(Entries from a point annotation set)
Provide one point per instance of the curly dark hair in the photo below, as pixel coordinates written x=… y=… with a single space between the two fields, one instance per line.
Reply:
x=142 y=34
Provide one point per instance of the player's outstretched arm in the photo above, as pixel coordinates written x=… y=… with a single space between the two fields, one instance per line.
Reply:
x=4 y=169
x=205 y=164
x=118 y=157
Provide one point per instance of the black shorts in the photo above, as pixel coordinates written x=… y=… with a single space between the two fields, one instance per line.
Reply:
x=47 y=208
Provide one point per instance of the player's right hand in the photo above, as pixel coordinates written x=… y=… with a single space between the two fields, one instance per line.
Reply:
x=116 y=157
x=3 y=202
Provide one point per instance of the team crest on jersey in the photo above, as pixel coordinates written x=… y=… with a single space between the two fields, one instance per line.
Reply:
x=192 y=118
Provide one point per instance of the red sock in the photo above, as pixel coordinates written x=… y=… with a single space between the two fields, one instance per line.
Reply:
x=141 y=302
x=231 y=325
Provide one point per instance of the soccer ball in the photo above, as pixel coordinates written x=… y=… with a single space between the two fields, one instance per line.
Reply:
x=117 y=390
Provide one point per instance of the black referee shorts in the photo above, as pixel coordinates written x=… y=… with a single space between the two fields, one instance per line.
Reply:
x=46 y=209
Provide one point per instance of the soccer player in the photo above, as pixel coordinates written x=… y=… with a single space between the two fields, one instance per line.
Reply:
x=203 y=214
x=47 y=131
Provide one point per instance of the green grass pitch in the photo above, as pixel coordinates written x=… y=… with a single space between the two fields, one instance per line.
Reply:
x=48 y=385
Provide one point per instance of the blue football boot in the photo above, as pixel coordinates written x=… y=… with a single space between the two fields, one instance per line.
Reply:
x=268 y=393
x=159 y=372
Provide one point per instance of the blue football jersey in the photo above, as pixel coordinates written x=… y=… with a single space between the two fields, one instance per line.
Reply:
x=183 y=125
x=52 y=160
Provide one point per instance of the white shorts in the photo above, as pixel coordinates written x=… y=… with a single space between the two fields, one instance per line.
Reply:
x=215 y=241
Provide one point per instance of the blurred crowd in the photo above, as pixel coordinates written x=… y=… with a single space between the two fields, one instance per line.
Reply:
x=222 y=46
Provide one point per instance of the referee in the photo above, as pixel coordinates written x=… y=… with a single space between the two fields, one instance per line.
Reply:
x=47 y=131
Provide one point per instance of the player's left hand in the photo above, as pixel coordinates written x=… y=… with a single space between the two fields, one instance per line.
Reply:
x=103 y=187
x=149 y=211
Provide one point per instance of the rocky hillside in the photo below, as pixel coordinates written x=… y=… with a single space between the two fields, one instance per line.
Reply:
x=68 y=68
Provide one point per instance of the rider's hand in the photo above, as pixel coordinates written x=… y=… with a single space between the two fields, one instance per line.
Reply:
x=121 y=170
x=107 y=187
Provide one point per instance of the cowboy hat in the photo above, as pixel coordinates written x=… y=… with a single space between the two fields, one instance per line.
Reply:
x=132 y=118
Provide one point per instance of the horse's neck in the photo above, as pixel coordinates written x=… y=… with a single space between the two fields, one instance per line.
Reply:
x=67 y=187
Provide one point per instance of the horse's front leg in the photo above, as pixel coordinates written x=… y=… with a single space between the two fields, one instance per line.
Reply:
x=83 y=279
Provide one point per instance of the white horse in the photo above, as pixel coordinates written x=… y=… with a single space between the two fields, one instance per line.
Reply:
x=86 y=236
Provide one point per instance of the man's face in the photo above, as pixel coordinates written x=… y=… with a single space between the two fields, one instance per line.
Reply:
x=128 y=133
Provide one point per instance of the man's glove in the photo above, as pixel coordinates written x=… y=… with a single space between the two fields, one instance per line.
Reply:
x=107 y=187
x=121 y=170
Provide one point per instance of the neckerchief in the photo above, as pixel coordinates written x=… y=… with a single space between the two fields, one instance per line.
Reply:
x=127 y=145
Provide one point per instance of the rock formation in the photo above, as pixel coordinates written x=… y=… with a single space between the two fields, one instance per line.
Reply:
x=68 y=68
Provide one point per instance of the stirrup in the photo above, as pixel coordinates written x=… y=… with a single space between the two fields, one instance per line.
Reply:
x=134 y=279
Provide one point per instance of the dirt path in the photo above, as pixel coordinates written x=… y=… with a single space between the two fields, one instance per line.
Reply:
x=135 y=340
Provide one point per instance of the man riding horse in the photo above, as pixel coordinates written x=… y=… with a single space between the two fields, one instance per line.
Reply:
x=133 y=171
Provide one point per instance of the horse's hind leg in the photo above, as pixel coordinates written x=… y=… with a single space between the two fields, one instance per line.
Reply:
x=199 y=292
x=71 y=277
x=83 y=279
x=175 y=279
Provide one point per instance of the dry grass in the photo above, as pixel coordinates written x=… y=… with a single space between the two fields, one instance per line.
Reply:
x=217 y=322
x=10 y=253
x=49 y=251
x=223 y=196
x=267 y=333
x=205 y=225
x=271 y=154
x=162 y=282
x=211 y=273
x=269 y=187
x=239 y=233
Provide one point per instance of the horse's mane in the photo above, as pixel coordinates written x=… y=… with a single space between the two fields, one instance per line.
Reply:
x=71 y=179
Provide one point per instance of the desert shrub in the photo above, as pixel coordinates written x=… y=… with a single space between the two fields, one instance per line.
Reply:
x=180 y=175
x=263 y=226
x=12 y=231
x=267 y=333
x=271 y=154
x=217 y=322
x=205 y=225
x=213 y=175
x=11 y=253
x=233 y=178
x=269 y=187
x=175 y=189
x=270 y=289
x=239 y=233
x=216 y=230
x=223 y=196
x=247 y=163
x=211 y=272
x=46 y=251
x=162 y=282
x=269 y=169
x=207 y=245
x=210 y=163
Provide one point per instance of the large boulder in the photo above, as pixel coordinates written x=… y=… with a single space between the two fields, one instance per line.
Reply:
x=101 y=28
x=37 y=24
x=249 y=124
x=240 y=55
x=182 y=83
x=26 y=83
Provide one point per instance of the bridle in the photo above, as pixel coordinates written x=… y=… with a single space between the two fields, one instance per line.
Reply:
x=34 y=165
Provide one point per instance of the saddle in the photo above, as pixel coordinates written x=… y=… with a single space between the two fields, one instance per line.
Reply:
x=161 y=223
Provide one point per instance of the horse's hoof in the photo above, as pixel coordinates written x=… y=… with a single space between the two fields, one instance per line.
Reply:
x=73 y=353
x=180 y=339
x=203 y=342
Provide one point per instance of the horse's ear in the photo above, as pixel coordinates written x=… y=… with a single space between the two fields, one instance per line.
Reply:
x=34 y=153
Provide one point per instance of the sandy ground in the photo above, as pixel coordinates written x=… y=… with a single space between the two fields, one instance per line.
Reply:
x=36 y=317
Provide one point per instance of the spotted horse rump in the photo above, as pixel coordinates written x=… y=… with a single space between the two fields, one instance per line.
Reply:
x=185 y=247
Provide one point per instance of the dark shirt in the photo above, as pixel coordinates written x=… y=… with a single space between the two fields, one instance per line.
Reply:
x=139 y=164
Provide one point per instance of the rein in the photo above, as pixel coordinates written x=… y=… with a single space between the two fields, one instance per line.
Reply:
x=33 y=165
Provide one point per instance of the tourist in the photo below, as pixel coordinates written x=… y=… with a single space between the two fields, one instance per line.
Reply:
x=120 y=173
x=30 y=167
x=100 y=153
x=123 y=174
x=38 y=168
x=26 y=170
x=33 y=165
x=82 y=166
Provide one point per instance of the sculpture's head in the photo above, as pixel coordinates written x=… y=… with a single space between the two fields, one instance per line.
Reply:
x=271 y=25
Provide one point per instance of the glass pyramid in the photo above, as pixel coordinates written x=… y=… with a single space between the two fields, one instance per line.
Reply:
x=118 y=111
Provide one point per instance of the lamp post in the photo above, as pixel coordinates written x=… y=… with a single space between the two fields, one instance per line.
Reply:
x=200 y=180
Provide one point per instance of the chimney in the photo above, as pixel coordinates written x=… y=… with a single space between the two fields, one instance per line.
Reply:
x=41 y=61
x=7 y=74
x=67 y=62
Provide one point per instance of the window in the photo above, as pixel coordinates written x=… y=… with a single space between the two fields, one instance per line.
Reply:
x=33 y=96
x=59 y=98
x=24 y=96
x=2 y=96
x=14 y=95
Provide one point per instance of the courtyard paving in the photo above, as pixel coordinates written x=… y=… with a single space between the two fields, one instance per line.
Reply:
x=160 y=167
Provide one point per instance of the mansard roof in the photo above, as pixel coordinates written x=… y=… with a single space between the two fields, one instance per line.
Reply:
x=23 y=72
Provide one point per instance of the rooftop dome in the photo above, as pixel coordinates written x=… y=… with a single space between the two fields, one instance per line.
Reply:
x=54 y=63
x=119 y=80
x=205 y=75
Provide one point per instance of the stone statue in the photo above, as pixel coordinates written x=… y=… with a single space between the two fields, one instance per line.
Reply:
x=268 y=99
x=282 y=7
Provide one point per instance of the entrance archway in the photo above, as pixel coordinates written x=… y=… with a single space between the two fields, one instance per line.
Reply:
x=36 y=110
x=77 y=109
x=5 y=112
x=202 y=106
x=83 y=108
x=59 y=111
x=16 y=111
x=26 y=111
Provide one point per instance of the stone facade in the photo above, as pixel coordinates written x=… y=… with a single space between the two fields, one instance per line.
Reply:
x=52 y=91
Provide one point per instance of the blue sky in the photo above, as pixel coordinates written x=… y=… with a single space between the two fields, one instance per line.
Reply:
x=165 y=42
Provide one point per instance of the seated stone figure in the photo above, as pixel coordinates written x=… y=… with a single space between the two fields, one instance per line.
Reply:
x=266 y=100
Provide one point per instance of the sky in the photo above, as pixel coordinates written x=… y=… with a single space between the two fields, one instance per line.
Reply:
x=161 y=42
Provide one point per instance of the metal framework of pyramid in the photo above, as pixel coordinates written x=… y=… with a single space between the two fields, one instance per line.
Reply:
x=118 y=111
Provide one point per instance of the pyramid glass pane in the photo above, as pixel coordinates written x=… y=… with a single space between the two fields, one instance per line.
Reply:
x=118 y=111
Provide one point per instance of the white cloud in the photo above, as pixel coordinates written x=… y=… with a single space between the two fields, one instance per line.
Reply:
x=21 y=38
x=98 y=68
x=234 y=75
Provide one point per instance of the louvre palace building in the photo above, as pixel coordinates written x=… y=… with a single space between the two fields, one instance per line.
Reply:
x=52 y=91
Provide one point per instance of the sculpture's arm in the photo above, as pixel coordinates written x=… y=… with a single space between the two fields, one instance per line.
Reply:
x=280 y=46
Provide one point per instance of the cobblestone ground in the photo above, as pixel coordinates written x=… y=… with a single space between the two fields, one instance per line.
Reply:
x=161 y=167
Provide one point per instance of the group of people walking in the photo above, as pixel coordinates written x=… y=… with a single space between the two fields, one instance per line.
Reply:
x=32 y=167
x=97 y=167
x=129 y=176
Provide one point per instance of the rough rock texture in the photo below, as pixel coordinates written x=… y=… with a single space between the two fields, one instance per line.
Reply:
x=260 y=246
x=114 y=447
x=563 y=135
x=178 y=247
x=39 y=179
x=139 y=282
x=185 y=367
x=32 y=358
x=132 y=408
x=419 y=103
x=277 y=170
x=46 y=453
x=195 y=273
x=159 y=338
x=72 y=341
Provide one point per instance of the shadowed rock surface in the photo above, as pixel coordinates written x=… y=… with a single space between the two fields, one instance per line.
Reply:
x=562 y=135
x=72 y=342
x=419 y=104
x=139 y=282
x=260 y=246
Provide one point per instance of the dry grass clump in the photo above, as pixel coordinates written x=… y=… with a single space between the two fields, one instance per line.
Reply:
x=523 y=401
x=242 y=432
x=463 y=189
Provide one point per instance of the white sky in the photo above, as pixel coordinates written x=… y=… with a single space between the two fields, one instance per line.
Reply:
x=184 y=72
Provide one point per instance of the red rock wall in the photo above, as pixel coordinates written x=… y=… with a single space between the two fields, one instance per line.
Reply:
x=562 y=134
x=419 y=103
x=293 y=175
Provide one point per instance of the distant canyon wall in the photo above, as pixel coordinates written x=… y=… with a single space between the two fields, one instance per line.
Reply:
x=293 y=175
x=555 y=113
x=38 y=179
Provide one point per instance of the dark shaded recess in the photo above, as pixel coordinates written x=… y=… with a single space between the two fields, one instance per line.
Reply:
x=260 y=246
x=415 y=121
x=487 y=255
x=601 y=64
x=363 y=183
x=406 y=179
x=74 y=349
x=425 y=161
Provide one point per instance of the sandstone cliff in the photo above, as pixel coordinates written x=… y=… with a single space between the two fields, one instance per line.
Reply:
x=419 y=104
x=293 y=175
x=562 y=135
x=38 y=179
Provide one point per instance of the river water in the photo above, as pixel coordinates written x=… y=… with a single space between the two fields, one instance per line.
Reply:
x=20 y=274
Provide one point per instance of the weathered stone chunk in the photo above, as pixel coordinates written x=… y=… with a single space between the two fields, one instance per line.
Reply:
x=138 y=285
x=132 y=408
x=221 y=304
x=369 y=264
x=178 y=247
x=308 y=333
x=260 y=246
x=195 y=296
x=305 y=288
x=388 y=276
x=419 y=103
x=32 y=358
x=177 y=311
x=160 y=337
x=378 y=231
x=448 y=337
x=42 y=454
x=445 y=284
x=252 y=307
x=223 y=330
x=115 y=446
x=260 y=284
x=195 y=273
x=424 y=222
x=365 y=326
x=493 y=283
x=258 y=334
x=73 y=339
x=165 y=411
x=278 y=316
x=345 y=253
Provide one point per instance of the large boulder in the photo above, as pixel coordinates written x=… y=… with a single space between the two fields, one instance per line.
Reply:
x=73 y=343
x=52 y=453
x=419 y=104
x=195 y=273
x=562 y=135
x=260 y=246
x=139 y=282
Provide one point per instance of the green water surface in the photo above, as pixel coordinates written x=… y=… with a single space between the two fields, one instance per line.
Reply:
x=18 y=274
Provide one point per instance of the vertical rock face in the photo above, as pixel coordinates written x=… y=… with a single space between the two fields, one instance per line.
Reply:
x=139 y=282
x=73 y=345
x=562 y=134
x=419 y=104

> [EXERCISE DETAILS]: Look above for the line that holds "Provide one point per instance of the green water", then copy it and each line after it exactly, through the last line of the data.

> [EXERCISE RESPONSE]:
Provide one point per instance of the green water surface in the photo above, as pixel coordinates written x=… y=… with a single space between the two fields, one instance per line.
Reply:
x=18 y=274
Provide one point per instance of the vertical rock face in the photo above, as pixel coordinates written x=… y=… with a single space between the two fields, one instance per line.
Reply:
x=139 y=282
x=73 y=345
x=562 y=134
x=419 y=104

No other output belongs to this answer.